You could just do a free lease instead of selling...then ownership never changes hands technically, although there's still lots of stories around here I've seen of that situation having gone wrong too when the horse incurred a lot of costs and the person who was free leasing the horse wants the horse as "payment" for their costs.

Of course, a free lease is only viable if you're wanting the horse off your hands for a period of time because you don't have time to properly care for it. If it's a "I need the cash" situation, then I agree with others - once you sell, you're done.


----------



## stevenson (Sep 12, 2011)

Once you sell it, you sell it. If you want to keep tabs on the horse, have it stay on your property and do a feed lease. Also to put in a sells contract you get the horse back for what you sold it for is wrong. If you sell it in a down market, and its for resale in an upmarket, you need to pay upmarket prices.


----------



## bsms (Dec 31, 2010)

Actually, anything in a contract that both sides agree to is morally acceptable. For example, when I sold Lilly, I agreed to take her back and refund the money (a whopping $600) for any reason within 60 days. In return, the buyer agreed to give me first choice at buying her back if they sold her within a couple of years (now past) - also at $600. That gave them the ability to check her out for 2 months and see if any problems arose, but gave me the option of buying her back for 2 years if they decided to sell her in that time. We both got something we wanted in exchange for something we didn't mind giving.

......

SHORT EXERCISE 1
Quote the horse-selling thread word for word from "Actually, anything in" to "didn't mind giving.".

TASK INPUT
......

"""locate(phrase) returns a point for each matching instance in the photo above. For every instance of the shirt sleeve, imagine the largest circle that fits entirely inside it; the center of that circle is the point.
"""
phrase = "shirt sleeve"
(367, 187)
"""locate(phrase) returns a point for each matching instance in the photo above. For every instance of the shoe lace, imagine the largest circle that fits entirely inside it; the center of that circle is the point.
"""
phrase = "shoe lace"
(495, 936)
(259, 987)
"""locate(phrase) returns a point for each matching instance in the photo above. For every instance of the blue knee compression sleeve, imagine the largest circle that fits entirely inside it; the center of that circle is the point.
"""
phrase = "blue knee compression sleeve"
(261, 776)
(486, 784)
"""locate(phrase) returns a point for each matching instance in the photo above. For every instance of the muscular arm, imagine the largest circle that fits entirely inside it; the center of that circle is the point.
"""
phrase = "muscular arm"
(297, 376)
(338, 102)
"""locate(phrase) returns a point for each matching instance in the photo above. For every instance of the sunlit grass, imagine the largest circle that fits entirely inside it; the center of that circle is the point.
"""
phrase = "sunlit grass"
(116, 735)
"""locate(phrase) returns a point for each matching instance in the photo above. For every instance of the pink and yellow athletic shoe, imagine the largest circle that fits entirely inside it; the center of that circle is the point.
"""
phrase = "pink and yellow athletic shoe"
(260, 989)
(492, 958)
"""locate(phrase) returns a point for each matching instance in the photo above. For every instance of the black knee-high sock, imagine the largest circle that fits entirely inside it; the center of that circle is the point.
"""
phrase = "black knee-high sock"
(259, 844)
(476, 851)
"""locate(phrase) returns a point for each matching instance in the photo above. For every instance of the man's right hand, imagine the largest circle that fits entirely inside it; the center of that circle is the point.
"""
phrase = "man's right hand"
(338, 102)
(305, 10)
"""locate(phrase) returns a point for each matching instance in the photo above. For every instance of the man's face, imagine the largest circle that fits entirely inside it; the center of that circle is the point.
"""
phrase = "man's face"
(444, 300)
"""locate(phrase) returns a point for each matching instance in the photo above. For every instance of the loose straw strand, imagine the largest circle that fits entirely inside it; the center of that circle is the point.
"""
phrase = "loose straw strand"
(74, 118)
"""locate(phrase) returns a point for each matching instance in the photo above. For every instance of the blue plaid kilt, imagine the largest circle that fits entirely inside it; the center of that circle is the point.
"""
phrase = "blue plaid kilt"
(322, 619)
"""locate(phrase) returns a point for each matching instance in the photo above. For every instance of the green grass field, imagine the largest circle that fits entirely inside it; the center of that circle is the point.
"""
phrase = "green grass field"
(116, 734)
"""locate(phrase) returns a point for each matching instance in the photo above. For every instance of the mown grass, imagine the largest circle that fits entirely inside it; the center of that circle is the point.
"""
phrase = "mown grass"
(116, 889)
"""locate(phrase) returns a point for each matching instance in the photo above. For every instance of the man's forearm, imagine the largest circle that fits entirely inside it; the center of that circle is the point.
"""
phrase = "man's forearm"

......

SHORT EXERCISE 2
How many lines of the records above contain the string "sock", matching case exactly? Reply with the number alone.

RESULT 1
Actually, anything in a contract that both sides agree to is morally acceptable. For example, when I sold Lilly, I agreed to take her back and refund the money (a whopping $600) for any reason within 60 days. In return, the buyer agreed to give me first choice at buying her back if they sold her within a couple of years (now past) - also at $600. That gave them the ability to check her out for 2 months and see if any problems arose, but gave me the option of buying her back for 2 years if they decided to sell her in that time. We both got something we wanted in exchange for something we didn't mind giving.

RESULT 2
2